■ WHAT TO PRODUCE
Write out the whole forum thread below on multiplying f(x) = 2^x by g(x) = x + 1, word for word.
====== TEXT EXCERPT ======
Question

Given f(x)= 2^x and g(x)=x+1, (f*g)(x)

Answer 1

Answer:

x2ˣ + 2ˣ

Step-by-step explanation:

Points to remember

(f * g)(x) = f(x) * g(x)

It is given that,  f(x)= 2ˣ and g(x)=x+1

To find the value of (f * g)(x)

Let  f(x)= 2ˣ and g(x) = x + 1

(f * g)(x) = f(x) * g(x)

 =  (2ˣ )* (x + 1)

 = (2ˣ * x) + ( 2ˣ * 1)

  = x2ˣ + 2ˣ

Answer 2

Answer:

$(f\cdot g)(x)=x \cdot 2^x+2^x$

Now if you meant to have an open circle that would lead to a totally different answer. So if that is the case, I need to know. Thank you kindly.
====== DATA EXTRACTS ======
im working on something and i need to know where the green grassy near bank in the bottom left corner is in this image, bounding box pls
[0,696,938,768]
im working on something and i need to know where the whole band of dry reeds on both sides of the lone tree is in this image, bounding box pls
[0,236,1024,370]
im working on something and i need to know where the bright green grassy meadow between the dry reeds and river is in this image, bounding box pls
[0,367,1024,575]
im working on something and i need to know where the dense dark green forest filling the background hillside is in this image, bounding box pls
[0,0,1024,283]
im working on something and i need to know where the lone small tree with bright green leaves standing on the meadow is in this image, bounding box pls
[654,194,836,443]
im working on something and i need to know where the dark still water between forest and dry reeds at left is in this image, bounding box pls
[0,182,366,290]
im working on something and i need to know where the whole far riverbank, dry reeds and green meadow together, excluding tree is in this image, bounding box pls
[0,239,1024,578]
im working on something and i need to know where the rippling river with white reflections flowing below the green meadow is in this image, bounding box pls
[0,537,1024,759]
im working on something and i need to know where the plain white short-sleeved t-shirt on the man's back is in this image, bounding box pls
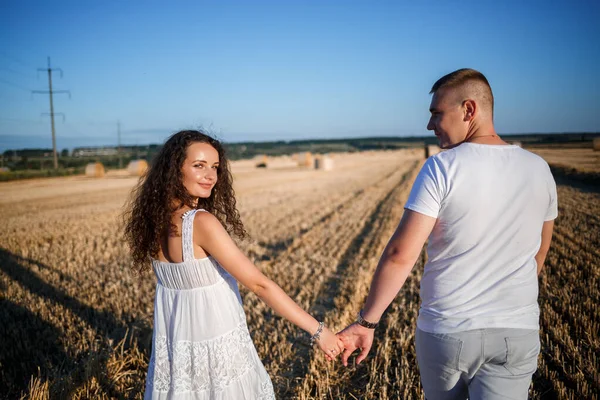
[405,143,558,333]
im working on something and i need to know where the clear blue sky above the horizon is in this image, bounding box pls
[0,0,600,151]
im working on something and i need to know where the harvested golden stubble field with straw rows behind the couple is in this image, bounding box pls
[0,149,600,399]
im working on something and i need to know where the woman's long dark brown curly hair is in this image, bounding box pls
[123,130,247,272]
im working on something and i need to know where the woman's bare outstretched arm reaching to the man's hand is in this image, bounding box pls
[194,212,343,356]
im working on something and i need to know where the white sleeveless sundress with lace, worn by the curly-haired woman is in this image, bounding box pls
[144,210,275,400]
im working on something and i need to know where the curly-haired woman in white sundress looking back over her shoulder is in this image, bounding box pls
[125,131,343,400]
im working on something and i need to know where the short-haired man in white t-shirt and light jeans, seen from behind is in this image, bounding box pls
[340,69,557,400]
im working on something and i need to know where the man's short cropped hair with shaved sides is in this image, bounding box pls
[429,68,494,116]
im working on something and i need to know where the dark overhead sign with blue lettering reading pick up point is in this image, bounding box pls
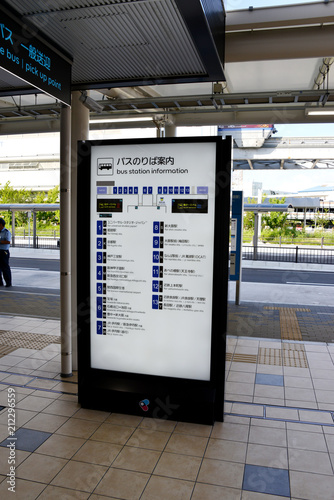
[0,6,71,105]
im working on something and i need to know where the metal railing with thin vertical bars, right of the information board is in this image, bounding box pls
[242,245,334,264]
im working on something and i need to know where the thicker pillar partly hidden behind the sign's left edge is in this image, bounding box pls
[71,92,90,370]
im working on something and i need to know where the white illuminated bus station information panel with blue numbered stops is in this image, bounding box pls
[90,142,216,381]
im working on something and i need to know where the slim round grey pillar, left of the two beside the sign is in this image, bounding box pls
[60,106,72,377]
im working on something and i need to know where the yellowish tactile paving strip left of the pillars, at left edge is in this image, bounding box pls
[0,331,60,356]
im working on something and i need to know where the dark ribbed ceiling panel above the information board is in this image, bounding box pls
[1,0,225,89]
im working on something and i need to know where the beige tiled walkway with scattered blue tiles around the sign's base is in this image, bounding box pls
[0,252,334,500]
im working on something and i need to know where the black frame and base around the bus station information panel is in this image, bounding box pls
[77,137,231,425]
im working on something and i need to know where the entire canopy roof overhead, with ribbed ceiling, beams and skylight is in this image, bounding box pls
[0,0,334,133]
======
====== DATA EXTRACTS ======
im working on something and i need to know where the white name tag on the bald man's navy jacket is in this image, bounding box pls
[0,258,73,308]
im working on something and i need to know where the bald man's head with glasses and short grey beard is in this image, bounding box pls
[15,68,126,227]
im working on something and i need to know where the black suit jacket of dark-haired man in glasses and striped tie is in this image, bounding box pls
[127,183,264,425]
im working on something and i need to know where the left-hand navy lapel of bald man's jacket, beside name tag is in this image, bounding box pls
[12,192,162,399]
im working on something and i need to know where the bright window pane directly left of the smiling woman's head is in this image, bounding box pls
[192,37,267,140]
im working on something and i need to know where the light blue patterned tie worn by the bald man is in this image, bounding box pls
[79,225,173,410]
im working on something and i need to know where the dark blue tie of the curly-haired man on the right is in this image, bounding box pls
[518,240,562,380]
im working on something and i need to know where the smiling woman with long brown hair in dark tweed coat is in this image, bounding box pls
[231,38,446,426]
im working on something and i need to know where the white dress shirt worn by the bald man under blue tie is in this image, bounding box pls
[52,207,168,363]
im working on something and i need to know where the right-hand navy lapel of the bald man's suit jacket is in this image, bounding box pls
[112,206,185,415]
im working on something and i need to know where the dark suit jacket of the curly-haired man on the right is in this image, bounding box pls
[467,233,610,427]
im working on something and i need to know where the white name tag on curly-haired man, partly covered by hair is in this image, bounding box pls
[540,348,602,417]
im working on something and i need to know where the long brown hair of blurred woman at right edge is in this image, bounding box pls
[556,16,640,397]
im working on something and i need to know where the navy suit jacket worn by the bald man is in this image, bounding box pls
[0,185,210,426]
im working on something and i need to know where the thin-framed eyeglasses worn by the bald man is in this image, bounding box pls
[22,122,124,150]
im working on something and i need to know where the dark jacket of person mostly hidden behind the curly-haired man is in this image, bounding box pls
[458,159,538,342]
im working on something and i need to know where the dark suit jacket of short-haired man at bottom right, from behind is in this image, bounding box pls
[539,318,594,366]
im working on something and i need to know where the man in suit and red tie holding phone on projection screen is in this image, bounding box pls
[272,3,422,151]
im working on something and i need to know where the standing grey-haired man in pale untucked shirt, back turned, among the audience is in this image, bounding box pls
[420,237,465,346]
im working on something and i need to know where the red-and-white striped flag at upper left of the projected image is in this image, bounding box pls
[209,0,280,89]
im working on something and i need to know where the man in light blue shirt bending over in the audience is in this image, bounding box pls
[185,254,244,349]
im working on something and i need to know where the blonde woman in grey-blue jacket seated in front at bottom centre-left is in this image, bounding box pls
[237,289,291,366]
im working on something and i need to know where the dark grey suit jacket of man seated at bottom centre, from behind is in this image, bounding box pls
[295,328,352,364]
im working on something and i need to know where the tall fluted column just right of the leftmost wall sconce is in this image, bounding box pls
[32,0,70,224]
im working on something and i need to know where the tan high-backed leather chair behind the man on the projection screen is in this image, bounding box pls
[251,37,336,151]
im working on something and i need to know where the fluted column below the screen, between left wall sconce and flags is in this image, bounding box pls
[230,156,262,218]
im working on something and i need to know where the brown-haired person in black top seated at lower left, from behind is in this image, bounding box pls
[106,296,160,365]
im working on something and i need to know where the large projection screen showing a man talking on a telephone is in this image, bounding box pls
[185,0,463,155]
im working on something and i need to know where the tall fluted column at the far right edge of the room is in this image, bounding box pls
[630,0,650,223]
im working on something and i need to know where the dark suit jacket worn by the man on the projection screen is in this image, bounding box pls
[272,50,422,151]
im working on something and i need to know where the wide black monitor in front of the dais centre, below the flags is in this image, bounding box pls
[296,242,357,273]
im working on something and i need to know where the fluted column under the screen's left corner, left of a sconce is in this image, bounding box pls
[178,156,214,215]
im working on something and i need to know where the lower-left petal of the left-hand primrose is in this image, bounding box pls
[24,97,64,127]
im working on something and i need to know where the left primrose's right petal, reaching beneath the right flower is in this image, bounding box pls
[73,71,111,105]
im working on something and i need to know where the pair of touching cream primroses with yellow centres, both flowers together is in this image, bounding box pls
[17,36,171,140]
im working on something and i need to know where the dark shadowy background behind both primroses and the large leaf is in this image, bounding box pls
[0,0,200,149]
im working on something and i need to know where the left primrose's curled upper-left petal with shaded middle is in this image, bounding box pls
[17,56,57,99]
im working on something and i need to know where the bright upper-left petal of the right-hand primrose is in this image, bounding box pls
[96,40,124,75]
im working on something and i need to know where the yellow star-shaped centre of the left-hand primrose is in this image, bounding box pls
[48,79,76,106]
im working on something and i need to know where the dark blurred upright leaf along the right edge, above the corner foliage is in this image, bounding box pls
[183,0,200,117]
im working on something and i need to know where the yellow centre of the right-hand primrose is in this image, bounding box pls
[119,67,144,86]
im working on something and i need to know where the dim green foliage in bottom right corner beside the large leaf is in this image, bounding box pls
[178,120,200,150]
======
====== DATA EXTRACTS ======
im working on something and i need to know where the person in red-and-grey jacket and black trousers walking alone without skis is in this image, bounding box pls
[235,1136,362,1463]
======
■ RESULT BELOW
Question

Given f(x)= 2^x and g(x)=x+1, (f*g)(x)

Answer 1

Answer:

x2ˣ + 2ˣ

Step-by-step explanation:

Points to remember

(f * g)(x) = f(x) * g(x)

It is given that,  f(x)= 2ˣ and g(x)=x+1

To find the value of (f * g)(x)

Let  f(x)= 2ˣ and g(x) = x + 1

(f * g)(x) = f(x) * g(x)

 =  (2ˣ )* (x + 1)

 = (2ˣ * x) + ( 2ˣ * 1)

  = x2ˣ + 2ˣ

Answer 2

Answer:

$(f\cdot g)(x)=x \cdot 2^x+2^x$

Now if you meant to have an open circle that would lead to a totally different answer. So if that is the case, I need to know. Thank you kindly.